» **Page excerpt**:
⟨

Single by Diana Ross

from the album Why Do Fools Fall in Love
- B-side: "Two Can Make It"
- Released: March 19, 1982
- Recorded: 1981
- Studio: Power Station, New York
- Genre: Dance-pop; post-disco;
- Length: 4:57
- Label: RCA (USA); Capitol (World);
- Songwriters: Diana Ross; Paul Jabara; Ray Chew;
- Producers: Ray Chew; Diana Ross;

Diana Ross singles chronology
| "Mirror Mirror" (1981) | "Work That Body" (1982) | "It's Never Too Late" (1982) |

Music video
- "Work That Body" on YouTube

= Work That Body (song) =

"Work That Body" is a song by American singer Diana Ross recorded for her eleventh studio album Why Do Fools Fall in Love (1981). The song was written by Ross (her first written song), and producers Paul Jabara and Ray Chew. The song was written during the popularity of aerobics classes.

⟩

» **Exercise objective**: According to the song page for "Work That Body," at which studio was the song recorded?

» **Stored records**:
⟨

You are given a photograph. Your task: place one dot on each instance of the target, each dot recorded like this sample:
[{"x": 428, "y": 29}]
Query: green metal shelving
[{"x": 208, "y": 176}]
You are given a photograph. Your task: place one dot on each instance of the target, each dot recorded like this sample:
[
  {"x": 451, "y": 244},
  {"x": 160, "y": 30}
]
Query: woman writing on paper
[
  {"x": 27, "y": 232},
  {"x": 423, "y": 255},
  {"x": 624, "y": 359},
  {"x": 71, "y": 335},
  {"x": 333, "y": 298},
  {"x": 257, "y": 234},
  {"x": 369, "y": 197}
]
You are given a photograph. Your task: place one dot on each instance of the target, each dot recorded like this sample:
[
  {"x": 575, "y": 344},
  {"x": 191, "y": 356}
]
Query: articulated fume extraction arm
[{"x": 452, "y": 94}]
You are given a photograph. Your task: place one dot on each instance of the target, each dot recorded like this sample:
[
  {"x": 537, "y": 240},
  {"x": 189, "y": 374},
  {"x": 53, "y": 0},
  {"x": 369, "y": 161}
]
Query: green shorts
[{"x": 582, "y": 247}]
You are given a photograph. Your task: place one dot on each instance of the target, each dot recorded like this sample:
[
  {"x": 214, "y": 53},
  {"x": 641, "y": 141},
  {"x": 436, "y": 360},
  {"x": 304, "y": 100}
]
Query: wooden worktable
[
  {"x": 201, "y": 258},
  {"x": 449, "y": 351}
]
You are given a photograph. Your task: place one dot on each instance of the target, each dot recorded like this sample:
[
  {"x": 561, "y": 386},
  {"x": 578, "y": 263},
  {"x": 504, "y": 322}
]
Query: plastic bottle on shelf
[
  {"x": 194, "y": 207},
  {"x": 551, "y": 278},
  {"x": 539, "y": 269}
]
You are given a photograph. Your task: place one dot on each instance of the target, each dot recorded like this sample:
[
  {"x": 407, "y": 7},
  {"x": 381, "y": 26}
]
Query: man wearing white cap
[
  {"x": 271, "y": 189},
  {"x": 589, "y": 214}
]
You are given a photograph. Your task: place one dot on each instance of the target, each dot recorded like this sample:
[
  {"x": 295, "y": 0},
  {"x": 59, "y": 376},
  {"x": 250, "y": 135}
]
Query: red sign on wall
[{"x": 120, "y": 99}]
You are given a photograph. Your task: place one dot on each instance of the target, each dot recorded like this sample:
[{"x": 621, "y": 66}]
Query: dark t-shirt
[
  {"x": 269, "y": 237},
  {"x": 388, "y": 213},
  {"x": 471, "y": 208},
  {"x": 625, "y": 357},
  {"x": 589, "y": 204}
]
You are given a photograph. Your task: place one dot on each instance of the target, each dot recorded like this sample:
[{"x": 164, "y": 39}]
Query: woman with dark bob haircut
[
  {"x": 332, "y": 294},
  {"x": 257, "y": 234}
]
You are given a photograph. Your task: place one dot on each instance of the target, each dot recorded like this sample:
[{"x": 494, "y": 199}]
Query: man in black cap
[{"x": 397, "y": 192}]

⟩

» **Worked answer**: Power Station, New York